PASSAGE FOR REVIEW:
-- Opening Marker --
XLSX-to-CSV in Java with Apache POI is straightforward for typical workbooks. The main decisions are: (1) how to format cell values — use DataFormatter to get display-equivalent strings instead of raw doubles, (2) which sheet to export — by default the first sheet, (3) whether to evaluate formulas before exporting. For very large files, POI's streaming XSSF reader reads row by row from the ZIP-based XLSX without loading the full document into heap. For zero-dependency environments, the ChangeThisFile API handles it from a HttpClient POST.
Method 1: Apache POI (XSSFWorkbook + DataFormatter)
Apache POI reads XLSX and exports cells as display-equivalent strings via DataFormatter.
<dependency>
<groupId>org.apache.poi</groupId>
<artifactId>poi-ooxml</artifactId>
<version>5.3.0</version>
</dependency>
<dependency>
<groupId>org.apache.commons</groupId>
<artifactId>commons-csv</artifactId>
<version>1.11.0</version>
</dependency>
import org.apache.commons.csv.CSVFormat;
import org.apache.commons.csv.CSVPrinter;
import org.apache.poi.ss.usermodel.*;
import java.io.FileWriter;
import java.io.IOException;
import java.nio.file.Path;
import java.util.ArrayList;
import java.util.List;
public class XlsxToCsv {
/**
* Convert the first sheet of an XLSX file to CSV.
-- Closing Marker --
Extracted records:
-- Opening Marker --
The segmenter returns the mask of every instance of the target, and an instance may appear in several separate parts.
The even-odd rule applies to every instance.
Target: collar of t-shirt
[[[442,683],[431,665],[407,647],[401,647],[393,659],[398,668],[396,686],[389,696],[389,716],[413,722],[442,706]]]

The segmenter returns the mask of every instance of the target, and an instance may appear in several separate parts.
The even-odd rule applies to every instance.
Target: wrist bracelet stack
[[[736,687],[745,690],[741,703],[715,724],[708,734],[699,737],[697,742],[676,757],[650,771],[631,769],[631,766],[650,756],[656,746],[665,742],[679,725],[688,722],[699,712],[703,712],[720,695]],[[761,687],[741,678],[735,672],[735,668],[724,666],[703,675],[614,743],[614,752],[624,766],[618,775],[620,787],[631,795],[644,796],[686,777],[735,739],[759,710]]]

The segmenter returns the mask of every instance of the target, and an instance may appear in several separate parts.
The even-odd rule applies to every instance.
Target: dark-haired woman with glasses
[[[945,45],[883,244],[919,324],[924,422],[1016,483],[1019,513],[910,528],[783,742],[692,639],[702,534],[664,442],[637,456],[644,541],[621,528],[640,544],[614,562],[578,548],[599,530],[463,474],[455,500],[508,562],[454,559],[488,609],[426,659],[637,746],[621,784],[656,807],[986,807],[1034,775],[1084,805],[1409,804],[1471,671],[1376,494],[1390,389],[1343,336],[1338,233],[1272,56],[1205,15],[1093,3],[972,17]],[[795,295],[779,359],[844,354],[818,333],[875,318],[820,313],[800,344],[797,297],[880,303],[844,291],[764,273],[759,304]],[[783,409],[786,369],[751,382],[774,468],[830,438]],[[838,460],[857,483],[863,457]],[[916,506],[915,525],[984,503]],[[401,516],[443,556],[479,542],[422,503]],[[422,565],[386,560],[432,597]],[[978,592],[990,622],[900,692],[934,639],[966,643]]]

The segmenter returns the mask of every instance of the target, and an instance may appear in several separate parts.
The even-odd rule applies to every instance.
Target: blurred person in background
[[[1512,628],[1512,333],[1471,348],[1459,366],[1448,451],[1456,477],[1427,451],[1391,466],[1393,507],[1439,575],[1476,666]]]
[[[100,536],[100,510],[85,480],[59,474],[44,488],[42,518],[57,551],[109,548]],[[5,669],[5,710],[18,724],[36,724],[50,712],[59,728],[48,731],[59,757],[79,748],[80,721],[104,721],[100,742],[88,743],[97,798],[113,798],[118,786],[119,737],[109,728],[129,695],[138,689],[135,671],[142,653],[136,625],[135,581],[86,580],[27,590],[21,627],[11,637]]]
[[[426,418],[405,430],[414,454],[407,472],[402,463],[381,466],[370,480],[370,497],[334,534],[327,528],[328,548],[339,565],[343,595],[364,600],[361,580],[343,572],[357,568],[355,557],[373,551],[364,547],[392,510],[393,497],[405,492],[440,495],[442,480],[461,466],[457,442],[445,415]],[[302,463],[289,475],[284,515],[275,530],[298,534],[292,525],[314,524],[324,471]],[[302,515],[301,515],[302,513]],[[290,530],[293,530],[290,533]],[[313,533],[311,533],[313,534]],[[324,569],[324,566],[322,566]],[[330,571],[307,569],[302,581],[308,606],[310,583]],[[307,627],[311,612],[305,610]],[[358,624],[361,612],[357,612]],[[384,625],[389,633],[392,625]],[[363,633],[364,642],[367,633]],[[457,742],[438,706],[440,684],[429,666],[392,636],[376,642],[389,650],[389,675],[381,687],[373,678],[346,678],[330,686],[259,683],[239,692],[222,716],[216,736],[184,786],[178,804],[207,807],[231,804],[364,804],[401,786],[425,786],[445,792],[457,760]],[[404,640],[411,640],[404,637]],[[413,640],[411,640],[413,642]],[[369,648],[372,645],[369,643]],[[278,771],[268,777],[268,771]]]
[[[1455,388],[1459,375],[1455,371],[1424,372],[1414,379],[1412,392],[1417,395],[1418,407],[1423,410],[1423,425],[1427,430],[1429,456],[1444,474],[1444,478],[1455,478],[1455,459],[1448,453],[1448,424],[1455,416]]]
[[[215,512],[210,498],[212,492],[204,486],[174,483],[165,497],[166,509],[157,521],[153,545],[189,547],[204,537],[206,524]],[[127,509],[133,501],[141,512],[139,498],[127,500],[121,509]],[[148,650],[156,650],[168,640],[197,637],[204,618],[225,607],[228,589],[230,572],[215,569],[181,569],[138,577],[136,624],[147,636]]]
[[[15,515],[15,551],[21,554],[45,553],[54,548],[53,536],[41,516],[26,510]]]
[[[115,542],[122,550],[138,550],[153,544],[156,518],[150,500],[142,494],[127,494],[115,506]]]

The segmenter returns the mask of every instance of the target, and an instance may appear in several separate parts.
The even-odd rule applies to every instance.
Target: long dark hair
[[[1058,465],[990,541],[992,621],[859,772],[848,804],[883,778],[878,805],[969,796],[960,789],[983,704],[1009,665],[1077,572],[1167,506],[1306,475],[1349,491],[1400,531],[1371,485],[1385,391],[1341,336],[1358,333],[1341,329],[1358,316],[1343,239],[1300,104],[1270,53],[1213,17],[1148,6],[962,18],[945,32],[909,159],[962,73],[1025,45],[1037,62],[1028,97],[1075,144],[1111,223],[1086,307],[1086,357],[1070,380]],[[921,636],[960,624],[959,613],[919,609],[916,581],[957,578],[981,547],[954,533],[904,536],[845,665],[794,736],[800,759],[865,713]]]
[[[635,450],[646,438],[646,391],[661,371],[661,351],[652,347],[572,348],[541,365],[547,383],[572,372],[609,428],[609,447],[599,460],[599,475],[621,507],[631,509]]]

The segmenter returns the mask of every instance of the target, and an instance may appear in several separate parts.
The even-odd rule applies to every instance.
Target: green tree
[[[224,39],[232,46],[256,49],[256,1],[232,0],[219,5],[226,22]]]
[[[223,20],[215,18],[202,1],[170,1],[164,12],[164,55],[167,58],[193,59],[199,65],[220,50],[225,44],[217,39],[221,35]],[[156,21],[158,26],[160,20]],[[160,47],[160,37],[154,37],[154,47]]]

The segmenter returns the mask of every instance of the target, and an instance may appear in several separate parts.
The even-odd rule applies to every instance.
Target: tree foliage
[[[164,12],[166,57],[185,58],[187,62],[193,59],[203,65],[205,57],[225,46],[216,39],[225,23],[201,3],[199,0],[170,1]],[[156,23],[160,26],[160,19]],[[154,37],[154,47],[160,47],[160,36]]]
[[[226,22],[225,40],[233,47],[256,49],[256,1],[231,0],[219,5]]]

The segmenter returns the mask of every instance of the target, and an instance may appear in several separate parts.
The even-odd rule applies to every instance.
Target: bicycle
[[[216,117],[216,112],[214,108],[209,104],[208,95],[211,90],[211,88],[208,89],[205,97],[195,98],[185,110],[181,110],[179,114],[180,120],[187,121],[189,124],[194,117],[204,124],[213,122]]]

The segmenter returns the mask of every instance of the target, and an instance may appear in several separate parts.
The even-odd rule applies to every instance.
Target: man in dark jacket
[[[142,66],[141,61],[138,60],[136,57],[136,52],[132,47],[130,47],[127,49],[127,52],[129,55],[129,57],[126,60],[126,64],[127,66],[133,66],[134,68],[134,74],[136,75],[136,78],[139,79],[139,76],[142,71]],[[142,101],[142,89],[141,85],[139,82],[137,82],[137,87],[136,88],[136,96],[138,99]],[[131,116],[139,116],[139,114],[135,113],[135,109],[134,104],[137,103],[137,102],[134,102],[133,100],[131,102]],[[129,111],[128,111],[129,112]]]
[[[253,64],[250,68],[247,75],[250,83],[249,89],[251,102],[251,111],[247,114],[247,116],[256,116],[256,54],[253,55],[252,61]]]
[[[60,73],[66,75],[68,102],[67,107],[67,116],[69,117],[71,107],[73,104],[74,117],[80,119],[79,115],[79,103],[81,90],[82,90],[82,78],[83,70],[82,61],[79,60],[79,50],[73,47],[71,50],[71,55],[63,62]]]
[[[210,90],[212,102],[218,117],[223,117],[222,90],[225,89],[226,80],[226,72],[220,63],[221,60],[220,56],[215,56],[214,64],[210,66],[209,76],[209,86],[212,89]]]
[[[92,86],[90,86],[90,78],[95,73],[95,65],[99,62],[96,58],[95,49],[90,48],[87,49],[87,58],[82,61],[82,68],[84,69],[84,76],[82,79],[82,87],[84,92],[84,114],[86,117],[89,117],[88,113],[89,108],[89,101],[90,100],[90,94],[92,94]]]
-- Closing Marker --
TASK PROMPT:
Set down the part of the XLSX-to-CSV guide starting with "XLSX-to-CSV in Java" and going on through "strings via DataFormatter.", word for word. Rely only on the text itself.

ANSWER TO THIS PROBLEM:
XLSX-to-CSV in Java with Apache POI is straightforward for typical workbooks. The main decisions are: (1) how to format cell values — use DataFormatter to get display-equivalent strings instead of raw doubles, (2) which sheet to export — by default the first sheet, (3) whether to evaluate formulas before exporting. For very large files, POI's streaming XSSF reader reads row by row from the ZIP-based XLSX without loading the full document into heap. For zero-dependency environments, the ChangeThisFile API handles it from a HttpClient POST.
Method 1: Apache POI (XSSFWorkbook + DataFormatter)
Apache POI reads XLSX and exports cells as display-equivalent strings via DataFormatter.